Below are records; transcribe only the line with "Phrase: vintage white car" and those after it, through the last line, without any change.
---------- Data entries
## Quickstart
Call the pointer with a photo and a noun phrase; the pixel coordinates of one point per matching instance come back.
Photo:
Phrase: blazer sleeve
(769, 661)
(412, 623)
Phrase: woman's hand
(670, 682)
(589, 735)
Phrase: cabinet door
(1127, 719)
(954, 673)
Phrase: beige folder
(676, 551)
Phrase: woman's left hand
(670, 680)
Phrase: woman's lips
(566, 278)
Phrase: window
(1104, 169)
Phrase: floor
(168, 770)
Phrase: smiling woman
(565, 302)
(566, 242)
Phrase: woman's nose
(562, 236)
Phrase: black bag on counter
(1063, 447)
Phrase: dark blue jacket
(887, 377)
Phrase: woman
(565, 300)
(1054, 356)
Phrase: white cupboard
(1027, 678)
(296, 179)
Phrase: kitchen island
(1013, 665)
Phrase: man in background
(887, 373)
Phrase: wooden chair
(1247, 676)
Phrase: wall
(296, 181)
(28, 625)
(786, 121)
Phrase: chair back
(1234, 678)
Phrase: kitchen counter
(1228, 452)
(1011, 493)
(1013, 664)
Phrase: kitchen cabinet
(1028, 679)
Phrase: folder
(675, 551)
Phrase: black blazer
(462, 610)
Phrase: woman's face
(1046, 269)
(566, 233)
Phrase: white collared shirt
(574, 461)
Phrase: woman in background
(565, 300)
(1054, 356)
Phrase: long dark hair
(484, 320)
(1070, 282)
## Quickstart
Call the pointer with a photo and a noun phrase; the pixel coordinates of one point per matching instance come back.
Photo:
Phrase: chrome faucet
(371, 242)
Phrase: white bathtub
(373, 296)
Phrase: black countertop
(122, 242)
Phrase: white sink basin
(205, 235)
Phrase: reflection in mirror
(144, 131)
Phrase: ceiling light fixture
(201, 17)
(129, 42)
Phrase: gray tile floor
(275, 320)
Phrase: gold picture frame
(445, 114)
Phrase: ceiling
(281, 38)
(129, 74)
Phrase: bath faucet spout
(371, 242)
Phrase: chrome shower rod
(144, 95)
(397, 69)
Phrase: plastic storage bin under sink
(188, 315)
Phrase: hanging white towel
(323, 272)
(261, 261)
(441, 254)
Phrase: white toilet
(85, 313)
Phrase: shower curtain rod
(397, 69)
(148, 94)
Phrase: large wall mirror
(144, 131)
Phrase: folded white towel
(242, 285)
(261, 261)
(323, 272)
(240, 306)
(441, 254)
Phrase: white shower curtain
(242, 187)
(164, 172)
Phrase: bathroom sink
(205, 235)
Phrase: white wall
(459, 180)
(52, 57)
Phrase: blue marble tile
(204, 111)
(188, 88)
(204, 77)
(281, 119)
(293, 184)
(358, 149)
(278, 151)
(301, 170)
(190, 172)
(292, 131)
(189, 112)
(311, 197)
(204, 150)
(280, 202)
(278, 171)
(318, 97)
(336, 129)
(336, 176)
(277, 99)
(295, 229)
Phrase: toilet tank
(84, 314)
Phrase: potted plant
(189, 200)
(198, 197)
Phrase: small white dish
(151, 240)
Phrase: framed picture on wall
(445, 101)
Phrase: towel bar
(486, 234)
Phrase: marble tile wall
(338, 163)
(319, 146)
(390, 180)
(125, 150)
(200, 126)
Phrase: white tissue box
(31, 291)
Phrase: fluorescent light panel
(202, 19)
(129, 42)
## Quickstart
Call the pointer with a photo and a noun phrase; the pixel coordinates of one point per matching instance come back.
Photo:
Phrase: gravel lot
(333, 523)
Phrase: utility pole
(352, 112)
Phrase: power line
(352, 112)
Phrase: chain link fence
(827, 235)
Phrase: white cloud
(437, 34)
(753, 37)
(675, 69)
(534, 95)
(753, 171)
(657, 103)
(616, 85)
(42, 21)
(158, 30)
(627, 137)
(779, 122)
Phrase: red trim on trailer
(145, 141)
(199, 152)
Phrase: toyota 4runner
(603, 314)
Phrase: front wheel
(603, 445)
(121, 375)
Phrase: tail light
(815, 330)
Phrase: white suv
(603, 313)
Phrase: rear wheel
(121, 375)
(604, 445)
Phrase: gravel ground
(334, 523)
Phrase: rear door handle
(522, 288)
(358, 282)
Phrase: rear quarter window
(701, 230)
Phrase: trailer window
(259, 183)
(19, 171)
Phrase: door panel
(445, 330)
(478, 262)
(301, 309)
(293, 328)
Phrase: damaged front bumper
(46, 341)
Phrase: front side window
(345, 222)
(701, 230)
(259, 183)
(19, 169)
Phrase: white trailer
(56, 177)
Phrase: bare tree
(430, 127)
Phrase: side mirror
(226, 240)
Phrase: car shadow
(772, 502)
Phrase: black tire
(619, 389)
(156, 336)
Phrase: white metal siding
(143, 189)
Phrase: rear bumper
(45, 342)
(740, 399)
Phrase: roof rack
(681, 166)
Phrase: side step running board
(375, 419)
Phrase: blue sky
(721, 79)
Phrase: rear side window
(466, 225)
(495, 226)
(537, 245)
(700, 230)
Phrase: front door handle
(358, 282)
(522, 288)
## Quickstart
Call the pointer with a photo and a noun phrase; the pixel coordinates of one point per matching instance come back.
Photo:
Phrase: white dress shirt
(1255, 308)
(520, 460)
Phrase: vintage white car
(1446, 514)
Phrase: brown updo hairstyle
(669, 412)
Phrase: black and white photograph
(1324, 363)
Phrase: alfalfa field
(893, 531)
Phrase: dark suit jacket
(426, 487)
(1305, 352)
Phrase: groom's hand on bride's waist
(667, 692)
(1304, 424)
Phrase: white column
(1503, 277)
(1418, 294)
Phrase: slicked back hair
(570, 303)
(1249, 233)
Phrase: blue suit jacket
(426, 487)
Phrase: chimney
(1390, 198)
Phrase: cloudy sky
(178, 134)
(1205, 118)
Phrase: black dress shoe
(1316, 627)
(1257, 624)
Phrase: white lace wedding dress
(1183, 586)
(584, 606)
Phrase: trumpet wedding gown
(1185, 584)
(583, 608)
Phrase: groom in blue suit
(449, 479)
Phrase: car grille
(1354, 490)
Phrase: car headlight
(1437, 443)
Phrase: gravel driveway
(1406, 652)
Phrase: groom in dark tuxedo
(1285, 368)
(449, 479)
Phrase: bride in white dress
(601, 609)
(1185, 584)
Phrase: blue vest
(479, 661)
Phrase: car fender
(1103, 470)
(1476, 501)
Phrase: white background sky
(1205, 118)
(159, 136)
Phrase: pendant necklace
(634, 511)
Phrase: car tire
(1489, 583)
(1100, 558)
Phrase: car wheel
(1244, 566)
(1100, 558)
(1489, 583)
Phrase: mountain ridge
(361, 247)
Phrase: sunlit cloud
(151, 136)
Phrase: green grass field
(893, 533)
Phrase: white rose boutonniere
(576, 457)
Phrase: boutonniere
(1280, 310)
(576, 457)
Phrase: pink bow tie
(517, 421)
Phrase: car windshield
--------------------
• Task answer:
Phrase: vintage white car
(1446, 514)
Phrase: brown updo hairstyle
(669, 412)
Phrase: black and white photograph
(1324, 363)
Phrase: alfalfa field
(893, 531)
Phrase: dark suit jacket
(426, 487)
(1305, 352)
Phrase: groom's hand on bride's waist
(667, 692)
(1304, 424)
Phrase: white column
(1503, 277)
(1418, 294)
Phrase: slicked back hair
(570, 303)
(1249, 233)
Phrase: blue suit jacket
(426, 487)
Phrase: chimney
(1390, 198)
Phrase: cloudy sky
(178, 134)
(1205, 118)
Phrase: black dress shoe
(1316, 627)
(1257, 624)
Phrase: white lace wedding dress
(1183, 586)
(584, 606)
Phrase: trumpet wedding gown
(1185, 584)
(583, 608)
Phrase: groom in blue suit
(449, 479)
Phrase: car grille
(1354, 490)
Phrase: car headlight
(1437, 443)
Phrase: gravel driveway
(1406, 652)
Phrase: groom in dark tuxedo
(1285, 368)
(449, 479)
Phrase: bride in white dress
(601, 609)
(1185, 584)
Phrase: blue vest
(479, 661)
Phrase: car fender
(1103, 470)
(1476, 501)
Phrase: white background sky
(1205, 118)
(159, 136)
Phrase: pendant necklace
(634, 511)
Phrase: car tire
(1489, 583)
(1100, 558)
Phrase: car wheel
(1244, 566)
(1100, 558)
(1489, 583)
Phrase: mountain ridge
(361, 247)
Phrase: sunlit cloud
(151, 136)
Phrase: green grass field
(893, 533)
Phrase: white rose boutonniere
(576, 457)
Phrase: boutonniere
(1280, 310)
(576, 457)
Phrase: pink bow tie
(517, 421)
Phrase: car windshield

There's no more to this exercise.